Write the data out again in full, with no departure from the original.

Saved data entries
*** Begin section ***

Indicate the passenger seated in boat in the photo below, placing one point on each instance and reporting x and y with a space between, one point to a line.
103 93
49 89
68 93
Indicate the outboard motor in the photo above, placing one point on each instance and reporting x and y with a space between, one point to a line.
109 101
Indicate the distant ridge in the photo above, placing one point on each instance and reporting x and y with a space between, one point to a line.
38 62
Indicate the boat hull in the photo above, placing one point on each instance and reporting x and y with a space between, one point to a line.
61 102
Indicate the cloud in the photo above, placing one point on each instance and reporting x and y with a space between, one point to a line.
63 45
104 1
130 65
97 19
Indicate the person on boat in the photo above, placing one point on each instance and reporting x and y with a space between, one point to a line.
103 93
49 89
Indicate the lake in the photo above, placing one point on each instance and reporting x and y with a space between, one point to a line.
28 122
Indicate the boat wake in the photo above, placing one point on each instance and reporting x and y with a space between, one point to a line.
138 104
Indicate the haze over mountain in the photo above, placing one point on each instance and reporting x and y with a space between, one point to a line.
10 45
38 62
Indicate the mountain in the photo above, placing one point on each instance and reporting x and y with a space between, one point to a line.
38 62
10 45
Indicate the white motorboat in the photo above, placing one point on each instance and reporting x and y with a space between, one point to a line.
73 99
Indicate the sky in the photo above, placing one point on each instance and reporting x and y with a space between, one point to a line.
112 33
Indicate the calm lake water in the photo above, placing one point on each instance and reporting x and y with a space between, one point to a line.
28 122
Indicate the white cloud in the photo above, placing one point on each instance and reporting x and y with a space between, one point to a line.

*** End section ***

### Exercise answer
Indicate the passenger seated in boat in the photo below, placing one point on each instance and reporting x and y with a space between, one point to a line.
103 93
49 89
68 93
Indicate the outboard motor in the photo above, placing one point on each instance and reporting x and y with a space between, one point to a line.
109 101
Indicate the distant ridge in the photo above, placing one point on each instance and reporting x and y with a space between, one point to a line.
38 62
Indicate the boat hull in the photo above, placing one point on each instance and reporting x and y with a space between, one point to a line.
61 102
Indicate the cloud in the photo above, placing one point on each instance and reporting x and y with a space between, one point to a line.
63 45
104 1
130 65
97 19
Indicate the person on boat in the photo above, placing one point on each instance and reporting x and y with a space between, one point to a line.
103 93
49 89
Indicate the lake in the photo above, placing one point on each instance and reporting x and y with a space between, one point to a line.
28 122
Indicate the boat wake in the photo above, placing one point on each instance and reporting x and y with a space between, one point to a line.
138 104
Indicate the haze over mountain in the photo above, placing one point on each instance and reporting x and y with a space between, one point to a line.
10 45
38 62
Indicate the mountain in the photo above, placing one point on each instance and reporting x and y with a space between, one point to a line.
38 62
10 45
Indicate the white motorboat in the photo above, placing one point on each instance and reporting x and y with a space between, one point to a line.
73 99
Indicate the sky in the photo above, placing one point on each instance and reporting x and y with a space between, one point to a line.
112 33
Indicate the calm lake water in the photo above, placing one point on each instance and reporting x and y with a space between, one point to a line.
28 122
Indicate the white cloud in the photo above, placing one point on each instance and reporting x and y with a space between, one point to a line.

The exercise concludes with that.